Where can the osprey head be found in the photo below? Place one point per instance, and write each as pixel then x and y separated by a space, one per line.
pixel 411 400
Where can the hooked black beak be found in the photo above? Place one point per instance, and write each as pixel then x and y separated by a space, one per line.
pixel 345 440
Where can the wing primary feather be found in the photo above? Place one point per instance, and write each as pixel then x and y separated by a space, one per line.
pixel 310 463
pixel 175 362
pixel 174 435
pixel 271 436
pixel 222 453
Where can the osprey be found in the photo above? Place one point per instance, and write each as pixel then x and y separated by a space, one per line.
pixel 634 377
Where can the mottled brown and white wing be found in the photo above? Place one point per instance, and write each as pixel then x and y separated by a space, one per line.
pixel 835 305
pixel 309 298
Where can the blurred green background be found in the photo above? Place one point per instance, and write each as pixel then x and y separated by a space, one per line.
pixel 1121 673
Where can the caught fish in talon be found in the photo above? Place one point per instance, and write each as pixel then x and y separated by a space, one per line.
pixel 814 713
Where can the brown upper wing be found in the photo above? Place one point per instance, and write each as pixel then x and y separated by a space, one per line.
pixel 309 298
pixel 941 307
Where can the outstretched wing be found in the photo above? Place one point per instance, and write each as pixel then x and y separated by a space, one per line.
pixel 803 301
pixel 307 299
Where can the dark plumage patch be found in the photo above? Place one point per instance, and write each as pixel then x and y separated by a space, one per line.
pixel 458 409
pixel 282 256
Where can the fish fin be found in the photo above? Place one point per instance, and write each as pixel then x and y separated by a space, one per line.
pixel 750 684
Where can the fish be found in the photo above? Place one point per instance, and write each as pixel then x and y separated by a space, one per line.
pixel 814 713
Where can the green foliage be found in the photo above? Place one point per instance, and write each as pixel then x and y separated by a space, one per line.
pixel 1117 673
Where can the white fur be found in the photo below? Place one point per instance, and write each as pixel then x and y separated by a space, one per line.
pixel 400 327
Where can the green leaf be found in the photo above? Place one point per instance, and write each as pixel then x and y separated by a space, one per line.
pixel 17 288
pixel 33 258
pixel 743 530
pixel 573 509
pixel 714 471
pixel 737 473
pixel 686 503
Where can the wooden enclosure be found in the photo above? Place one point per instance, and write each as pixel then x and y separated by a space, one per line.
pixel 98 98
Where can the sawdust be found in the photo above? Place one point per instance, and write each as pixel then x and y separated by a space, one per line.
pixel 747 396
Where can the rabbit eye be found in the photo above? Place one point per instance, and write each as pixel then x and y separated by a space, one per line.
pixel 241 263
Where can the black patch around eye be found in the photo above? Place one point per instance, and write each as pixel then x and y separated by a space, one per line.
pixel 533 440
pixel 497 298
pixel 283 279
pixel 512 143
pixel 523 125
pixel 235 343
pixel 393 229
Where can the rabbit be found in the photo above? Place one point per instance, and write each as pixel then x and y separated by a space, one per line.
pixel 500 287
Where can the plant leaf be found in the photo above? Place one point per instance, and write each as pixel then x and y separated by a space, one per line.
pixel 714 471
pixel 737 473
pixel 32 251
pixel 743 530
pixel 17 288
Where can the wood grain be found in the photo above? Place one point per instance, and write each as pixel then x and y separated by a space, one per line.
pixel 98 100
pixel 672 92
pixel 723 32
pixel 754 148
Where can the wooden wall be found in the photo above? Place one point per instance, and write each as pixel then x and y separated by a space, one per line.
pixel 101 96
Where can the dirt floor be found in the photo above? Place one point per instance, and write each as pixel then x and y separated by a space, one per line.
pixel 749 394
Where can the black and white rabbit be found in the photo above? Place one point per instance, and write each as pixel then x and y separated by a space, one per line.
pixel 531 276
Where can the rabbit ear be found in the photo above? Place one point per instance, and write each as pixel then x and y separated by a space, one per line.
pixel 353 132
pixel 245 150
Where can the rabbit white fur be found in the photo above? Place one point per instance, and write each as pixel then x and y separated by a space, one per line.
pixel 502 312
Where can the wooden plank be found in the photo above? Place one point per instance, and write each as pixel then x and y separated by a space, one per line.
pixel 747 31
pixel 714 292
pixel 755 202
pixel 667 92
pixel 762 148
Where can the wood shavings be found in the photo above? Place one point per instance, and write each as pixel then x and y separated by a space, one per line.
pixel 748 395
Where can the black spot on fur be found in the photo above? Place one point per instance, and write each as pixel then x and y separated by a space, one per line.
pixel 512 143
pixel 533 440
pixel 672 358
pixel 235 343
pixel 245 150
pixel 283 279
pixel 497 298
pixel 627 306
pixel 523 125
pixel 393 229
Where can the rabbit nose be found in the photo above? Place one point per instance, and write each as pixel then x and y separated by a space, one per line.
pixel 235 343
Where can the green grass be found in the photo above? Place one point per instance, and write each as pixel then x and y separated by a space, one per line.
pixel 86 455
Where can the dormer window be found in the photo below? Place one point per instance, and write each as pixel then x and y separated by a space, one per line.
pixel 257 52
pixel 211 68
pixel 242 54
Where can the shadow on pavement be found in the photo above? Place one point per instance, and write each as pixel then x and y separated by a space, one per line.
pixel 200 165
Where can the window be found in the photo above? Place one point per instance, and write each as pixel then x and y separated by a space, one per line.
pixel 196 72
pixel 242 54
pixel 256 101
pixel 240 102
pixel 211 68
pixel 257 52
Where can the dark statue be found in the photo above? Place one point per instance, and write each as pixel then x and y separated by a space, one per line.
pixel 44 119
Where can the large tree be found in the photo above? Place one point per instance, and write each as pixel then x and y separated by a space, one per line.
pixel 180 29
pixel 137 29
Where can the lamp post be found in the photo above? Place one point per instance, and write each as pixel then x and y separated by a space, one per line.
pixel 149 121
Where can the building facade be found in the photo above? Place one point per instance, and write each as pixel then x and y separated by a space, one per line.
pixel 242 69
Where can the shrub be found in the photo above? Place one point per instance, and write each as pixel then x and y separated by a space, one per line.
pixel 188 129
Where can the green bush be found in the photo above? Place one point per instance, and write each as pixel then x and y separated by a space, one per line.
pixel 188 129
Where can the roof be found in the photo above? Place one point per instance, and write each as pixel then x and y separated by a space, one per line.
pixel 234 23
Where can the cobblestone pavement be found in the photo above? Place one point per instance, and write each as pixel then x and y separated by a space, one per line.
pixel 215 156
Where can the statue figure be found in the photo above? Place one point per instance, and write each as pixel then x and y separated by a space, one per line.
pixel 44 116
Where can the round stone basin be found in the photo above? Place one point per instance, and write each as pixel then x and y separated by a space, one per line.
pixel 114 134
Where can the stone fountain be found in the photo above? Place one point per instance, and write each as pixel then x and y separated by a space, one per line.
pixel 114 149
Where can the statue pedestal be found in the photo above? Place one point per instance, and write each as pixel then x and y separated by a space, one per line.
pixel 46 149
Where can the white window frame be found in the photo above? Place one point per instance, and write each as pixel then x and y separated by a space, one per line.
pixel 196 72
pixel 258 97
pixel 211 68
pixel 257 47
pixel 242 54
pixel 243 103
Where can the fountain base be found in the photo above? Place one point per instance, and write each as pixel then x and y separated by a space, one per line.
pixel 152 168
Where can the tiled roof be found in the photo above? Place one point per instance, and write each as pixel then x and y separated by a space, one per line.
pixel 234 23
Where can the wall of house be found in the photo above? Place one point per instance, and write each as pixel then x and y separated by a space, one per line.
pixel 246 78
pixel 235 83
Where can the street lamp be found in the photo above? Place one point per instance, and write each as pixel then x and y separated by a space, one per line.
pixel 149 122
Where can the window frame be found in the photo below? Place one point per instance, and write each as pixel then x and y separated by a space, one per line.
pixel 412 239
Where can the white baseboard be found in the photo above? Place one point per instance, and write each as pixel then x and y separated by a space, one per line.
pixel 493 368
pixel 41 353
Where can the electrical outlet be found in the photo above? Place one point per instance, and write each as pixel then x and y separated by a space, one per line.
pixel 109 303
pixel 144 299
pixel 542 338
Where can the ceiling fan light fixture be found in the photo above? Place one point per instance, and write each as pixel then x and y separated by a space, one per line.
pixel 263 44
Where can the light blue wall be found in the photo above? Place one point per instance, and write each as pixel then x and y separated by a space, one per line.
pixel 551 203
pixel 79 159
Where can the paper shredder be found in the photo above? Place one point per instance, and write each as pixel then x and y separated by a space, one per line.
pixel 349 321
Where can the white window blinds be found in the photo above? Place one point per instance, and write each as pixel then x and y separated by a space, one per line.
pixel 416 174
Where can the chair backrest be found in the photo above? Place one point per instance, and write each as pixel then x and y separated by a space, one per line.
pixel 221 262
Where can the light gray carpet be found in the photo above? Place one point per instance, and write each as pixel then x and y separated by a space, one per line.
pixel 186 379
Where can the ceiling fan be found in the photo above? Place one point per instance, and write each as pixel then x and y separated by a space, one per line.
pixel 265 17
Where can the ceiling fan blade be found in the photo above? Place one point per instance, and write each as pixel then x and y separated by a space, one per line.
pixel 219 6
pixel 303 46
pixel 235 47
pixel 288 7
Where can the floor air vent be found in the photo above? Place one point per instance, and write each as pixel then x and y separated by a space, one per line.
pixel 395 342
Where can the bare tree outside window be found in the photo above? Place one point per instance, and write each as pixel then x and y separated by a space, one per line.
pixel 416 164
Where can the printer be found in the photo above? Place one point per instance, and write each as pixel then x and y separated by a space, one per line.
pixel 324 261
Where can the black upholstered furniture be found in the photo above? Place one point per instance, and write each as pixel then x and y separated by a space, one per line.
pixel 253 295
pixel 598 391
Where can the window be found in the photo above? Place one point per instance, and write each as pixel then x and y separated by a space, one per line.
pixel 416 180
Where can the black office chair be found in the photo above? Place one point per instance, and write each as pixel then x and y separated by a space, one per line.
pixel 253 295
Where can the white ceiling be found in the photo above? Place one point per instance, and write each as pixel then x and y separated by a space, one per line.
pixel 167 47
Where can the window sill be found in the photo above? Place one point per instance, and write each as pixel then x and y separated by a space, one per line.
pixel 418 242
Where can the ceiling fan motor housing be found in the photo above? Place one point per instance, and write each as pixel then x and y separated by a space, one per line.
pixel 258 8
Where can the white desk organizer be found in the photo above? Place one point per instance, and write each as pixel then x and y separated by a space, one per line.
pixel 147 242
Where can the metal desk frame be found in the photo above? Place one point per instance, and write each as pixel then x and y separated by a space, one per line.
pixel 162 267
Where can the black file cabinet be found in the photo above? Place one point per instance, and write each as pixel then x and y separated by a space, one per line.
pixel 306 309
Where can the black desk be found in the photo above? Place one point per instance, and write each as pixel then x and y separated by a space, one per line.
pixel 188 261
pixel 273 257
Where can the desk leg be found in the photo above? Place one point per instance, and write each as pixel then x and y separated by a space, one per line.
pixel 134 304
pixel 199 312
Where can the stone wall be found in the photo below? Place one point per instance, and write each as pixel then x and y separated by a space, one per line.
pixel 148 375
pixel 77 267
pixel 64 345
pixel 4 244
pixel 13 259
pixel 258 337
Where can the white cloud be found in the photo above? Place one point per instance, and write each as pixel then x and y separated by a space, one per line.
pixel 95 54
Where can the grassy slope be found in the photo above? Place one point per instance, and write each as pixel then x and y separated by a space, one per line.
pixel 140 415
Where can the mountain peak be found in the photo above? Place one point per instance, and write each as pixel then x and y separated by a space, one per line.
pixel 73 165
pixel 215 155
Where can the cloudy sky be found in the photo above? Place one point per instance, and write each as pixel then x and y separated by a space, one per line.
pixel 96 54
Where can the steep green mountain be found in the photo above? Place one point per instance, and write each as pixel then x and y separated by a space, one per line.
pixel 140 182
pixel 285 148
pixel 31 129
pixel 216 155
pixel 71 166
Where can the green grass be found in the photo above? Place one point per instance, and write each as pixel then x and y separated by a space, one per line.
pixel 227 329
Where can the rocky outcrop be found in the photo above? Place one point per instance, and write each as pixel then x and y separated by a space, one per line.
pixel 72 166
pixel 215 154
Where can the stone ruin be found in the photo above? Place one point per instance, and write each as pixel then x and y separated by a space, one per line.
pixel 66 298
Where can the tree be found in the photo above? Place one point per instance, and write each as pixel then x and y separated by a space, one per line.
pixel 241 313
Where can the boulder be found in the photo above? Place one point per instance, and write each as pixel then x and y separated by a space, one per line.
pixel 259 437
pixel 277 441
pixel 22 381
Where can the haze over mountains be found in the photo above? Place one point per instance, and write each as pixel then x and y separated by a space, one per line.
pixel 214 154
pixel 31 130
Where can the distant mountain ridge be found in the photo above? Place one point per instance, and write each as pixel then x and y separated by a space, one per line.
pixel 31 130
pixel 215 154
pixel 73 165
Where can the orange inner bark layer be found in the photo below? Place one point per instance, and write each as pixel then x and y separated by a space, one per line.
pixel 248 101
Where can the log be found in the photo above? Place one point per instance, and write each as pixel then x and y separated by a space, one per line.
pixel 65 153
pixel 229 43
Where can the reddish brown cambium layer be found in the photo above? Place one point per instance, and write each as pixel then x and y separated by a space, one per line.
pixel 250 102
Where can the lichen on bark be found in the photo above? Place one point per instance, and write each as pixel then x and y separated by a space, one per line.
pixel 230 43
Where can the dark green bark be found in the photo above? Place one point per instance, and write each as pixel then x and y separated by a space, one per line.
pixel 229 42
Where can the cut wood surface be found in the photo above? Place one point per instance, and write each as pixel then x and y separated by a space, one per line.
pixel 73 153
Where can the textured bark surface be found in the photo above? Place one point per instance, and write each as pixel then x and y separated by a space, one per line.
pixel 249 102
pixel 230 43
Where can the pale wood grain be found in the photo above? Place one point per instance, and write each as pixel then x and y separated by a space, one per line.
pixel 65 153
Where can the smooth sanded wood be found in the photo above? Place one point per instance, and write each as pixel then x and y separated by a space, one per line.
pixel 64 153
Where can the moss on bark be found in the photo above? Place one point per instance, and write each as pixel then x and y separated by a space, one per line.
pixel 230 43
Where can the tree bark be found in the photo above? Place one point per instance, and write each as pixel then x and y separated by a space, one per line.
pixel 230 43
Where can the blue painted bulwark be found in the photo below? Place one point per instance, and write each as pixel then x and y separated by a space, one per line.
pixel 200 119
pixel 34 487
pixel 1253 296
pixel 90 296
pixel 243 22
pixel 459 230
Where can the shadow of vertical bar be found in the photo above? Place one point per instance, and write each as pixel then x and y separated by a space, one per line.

*Exercise*: Exactly and only the lines from the one containing "Where can the smooth" through the end of the material are to be reproduced, both ends included.

*Result*:
Where can the smooth sanded wood be found in the photo above? Place one point per instance, and write each as pixel then x and y separated by a space, one per line.
pixel 64 153
Where can the moss on bark be found in the photo above? Place one point per instance, and write each as pixel then x and y separated by a space, one per line.
pixel 230 43
Where can the tree bark be found in the photo above? Place one point per instance, and write each as pixel then x and y separated by a space, one per line.
pixel 230 43
Where can the blue painted bulwark be found in the photo below? Place one point per instance, and write each as pixel then x and y separated by a space, one per line.
pixel 200 119
pixel 34 487
pixel 1253 296
pixel 90 296
pixel 243 22
pixel 459 230
Where can the shadow of vertical bar be found in the photo above? Place one point per instance, and write each as pixel then x and y separated by a space, one per line.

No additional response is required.